Mereka sebenarnya menyadari bahwa jalanan menyimpan bahaya. Ketakutan mereka tertampik berkat dukungan keluarga, bahkan nenek-kakek mereka turut membelikan bubuk perak setiap dua pekan sekali di Cibinong. “Katanya, ‘jangan pernah takut kalau di jalan. Lu udah nginjak aspal, udah berani ama yang lain’,” ujar Pandu mengulang ucapan orang tua.
Kepala Satpol PP Kota Depok Lienda Ratna Nurdianny mengaku kesulitan menertibkan anak-anak yang menjadi silver. “Mereka kabur jika melihat petugas,” katanya kepada reporter Tirto, Jumat (15/1/2021).
Selama April hingga Desember 2020, Satpol PP mengklaim telah menjaring 24 anak. Para anak silver didata dan orang tua mereka diberi arahan. Selanjutnya mereka dibina oleh Dinas Perlindungan Anak Pemberdayaan Masyarakat dan Keluarga (DPAPMK) Kota Depok.
“Sekarang memang agak meningkat. Perlu ada kajian apakah ini akibat kondisi pandemi,” katanya.
Menurut Guru Besar Sosiologi Universitas Pendidikan Indonesia (UPI) Elly Malihah, kemiskinan adalah penyebab utama merebaknya manusia silver termasuk yang masih anak-anak. Pandemik memperparah itu. Ia memorak-porandakan sektor ekonomi; banyak orang tua menjadi korban PHK.
Pemerintah perlu menyediakan lapangan kerja untuk orang tua sebagai salah satu solusi menyelesaikan fenomena ini.
“Ketika anak digiring ke rumah sementara orang tua yang menyuruh karena tidak punya pekerjaan, akan susah. Orang tua harus yang berdaya. Tidak selesai hanya dengan bantuan Rp600 ribu itu,” ujarnya kepada reporter Tirto, Jumat.

### PETUNJUK
Tulis kembali penggalan bacaan mulai dari "Selama April hingga" sampai "menjadi korban PHK.", lalu ganti "Satpol PP" dengan "Satuan Polisi Pamong Praja". Daftar di bawah ini diambil dari sumber yang berbeda.

### DATA TERSEDIA
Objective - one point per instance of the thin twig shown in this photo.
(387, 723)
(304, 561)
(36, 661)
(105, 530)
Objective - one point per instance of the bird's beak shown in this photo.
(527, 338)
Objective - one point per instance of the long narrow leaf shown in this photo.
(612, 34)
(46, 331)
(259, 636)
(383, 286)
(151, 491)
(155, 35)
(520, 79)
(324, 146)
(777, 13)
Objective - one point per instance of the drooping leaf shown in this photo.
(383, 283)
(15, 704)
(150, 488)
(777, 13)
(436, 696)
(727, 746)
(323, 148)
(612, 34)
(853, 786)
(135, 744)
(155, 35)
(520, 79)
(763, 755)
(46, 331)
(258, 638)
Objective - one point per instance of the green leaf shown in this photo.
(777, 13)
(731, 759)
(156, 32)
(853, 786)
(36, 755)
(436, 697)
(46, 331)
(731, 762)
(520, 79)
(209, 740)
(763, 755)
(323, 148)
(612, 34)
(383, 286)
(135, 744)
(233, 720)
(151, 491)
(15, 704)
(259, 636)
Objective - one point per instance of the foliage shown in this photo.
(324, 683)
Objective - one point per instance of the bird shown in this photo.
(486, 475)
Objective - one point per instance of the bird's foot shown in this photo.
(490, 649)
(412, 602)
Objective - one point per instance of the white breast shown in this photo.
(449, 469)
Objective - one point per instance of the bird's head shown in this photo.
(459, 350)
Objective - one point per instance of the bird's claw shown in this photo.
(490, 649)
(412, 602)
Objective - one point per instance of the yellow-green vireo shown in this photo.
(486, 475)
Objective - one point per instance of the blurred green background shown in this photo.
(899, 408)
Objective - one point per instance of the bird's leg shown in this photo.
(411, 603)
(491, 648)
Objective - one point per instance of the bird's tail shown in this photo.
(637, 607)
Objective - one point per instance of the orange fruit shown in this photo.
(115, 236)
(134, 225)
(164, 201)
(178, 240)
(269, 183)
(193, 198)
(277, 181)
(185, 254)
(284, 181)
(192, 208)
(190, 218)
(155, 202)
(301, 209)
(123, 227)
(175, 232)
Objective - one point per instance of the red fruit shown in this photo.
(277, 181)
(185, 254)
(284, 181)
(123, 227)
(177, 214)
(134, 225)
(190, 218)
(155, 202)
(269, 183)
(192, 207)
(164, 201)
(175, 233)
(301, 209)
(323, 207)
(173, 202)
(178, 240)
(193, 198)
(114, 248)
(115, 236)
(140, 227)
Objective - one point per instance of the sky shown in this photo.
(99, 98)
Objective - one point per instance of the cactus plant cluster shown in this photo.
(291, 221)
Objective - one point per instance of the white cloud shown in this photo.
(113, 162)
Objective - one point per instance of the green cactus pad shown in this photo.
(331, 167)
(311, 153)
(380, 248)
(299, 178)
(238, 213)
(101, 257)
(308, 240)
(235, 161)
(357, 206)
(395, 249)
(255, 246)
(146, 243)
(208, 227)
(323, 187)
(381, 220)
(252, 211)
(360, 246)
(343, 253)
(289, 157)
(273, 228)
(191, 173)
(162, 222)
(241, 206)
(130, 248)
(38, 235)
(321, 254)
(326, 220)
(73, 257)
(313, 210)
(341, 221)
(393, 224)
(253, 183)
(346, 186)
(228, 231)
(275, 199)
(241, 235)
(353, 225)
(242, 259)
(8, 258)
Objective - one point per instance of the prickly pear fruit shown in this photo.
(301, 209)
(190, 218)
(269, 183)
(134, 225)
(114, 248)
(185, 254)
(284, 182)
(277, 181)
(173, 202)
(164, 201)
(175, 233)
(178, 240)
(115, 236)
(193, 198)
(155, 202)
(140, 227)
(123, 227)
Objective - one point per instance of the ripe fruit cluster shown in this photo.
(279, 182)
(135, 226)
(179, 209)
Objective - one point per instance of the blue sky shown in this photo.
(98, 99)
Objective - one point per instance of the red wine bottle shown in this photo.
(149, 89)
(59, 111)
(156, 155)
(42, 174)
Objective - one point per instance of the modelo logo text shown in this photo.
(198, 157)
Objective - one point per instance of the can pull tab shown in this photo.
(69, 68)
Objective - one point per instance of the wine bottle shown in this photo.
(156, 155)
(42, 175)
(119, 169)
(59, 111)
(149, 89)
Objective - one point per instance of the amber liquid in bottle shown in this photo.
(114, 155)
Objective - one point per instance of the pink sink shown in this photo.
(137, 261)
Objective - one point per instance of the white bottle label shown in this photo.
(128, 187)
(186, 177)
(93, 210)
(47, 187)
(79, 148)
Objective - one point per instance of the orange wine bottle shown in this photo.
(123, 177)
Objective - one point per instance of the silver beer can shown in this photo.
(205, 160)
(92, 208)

### JAWABAN TUGAS
Selama April hingga Desember 2020, Satuan Polisi Pamong Praja mengklaim telah menjaring 24 anak. Para anak silver didata dan orang tua mereka diberi arahan. Selanjutnya mereka dibina oleh Dinas Perlindungan Anak Pemberdayaan Masyarakat dan Keluarga (DPAPMK) Kota Depok.
“Sekarang memang agak meningkat. Perlu ada kajian apakah ini akibat kondisi pandemi,” katanya.
Menurut Guru Besar Sosiologi Universitas Pendidikan Indonesia (UPI) Elly Malihah, kemiskinan adalah penyebab utama merebaknya manusia silver termasuk yang masih anak-anak. Pandemik memperparah itu. Ia memorak-porandakan sektor ekonomi; banyak orang tua menjadi korban PHK.